# [What the task asks]
Take the line that has "Where can you spot the rocky" and all the lines that come after it in the records, and write them out again exactly. Add no other line.

Supplied data: Begin

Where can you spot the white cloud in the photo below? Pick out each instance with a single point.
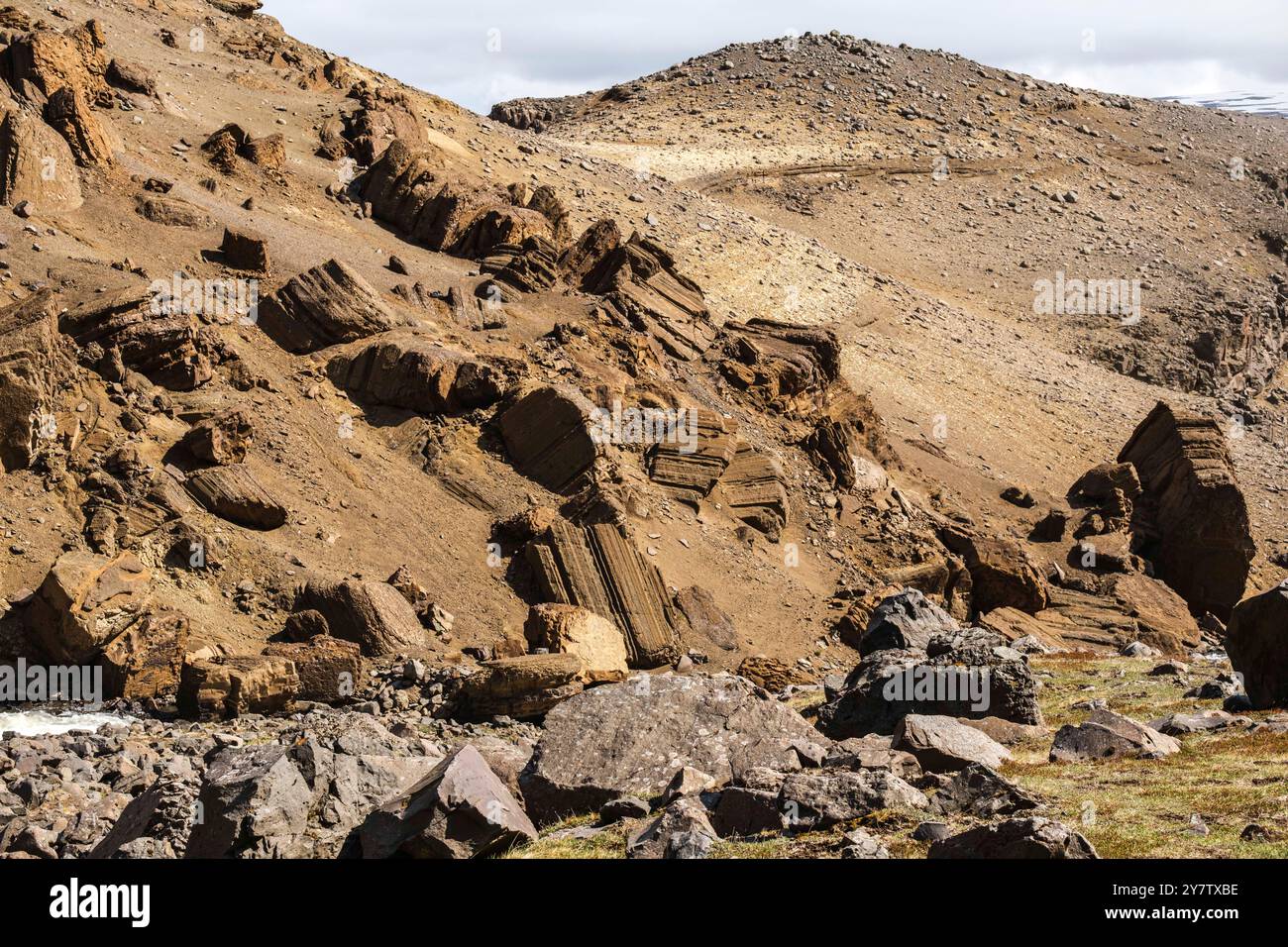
(563, 47)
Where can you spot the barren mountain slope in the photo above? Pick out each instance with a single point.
(965, 185)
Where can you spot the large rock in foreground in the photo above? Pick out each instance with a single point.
(940, 744)
(630, 738)
(1192, 521)
(460, 810)
(971, 674)
(907, 620)
(1257, 644)
(1107, 735)
(85, 602)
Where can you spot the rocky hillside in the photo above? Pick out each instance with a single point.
(595, 460)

Supplied data: End

# [Result]
Where can you spot the rocky hillside in the photo above? Pick out each instance with a single point.
(595, 460)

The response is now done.